## OBJECTIVE
In the records below, copy out word for word the lines beginning with the one containing "For every instance of the white" and continuing through the one containing "[[228, 57], [63, 53], [205, 77]]".

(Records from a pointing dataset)
━━━━━━━━━━━━━━━━

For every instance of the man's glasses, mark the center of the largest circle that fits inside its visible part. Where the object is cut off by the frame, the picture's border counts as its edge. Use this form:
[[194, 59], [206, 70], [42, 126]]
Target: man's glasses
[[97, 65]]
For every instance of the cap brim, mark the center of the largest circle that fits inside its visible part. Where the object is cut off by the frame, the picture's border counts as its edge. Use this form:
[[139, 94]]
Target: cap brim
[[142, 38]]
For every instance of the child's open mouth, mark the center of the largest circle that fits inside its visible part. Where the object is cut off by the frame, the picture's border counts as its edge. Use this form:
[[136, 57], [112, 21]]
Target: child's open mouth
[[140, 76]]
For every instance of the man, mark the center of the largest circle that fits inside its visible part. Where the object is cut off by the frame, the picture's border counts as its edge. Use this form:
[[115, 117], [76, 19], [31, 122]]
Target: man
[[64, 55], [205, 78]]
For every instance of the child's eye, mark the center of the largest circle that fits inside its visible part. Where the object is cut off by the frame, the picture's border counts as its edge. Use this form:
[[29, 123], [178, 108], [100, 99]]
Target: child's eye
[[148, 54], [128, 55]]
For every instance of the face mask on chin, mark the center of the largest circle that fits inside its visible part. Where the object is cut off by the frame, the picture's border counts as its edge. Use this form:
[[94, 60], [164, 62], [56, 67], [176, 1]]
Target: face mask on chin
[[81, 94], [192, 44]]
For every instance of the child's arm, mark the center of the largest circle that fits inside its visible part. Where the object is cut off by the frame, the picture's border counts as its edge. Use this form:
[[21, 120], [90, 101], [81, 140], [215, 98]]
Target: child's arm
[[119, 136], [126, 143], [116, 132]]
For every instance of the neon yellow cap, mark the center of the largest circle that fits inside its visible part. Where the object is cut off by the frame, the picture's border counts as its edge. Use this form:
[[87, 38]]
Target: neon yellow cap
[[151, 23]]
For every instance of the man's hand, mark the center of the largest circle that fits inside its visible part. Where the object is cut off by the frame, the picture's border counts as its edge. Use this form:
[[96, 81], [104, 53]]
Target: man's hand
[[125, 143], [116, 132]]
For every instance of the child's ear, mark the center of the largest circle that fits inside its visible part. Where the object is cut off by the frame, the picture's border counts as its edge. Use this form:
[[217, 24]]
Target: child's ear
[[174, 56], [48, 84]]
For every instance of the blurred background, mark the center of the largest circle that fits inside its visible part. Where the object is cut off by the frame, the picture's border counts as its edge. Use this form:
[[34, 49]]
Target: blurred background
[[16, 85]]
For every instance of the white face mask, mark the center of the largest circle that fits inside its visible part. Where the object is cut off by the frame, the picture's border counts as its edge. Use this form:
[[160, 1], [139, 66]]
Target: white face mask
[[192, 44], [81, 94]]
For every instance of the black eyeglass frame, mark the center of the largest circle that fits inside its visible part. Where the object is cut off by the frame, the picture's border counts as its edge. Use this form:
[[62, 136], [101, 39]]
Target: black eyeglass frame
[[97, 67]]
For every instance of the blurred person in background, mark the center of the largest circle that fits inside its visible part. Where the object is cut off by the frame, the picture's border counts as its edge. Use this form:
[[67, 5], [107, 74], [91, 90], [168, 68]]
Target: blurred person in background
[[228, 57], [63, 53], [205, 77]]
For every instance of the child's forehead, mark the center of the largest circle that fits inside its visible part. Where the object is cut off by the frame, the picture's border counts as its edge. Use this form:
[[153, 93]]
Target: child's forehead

━━━━━━━━━━━━━━━━

## SOLUTION BELOW
For every instance of the white face mask, mark the center of the largest circle that fits inside its visible part. Where the object is cut off by the frame, the picture's border counts as its edge. Use this form:
[[160, 1], [139, 66]]
Target: white face mask
[[192, 44], [81, 94]]
For every instance of the black eyeglass frame, mark the center of the largest circle that fits inside its visible part. Where the object is cut off by the frame, the picture's border counts as its edge. Use this form:
[[62, 136], [101, 39]]
Target: black eyeglass frame
[[97, 67]]
For every instance of the blurred person in background, mark the center of the largest circle that fits inside its visible part. Where the object is cut off by the frame, the picture's border counts as its edge. Use this form:
[[67, 5], [107, 74], [91, 90], [168, 68]]
Target: blurred person in background
[[228, 57], [63, 53], [205, 77]]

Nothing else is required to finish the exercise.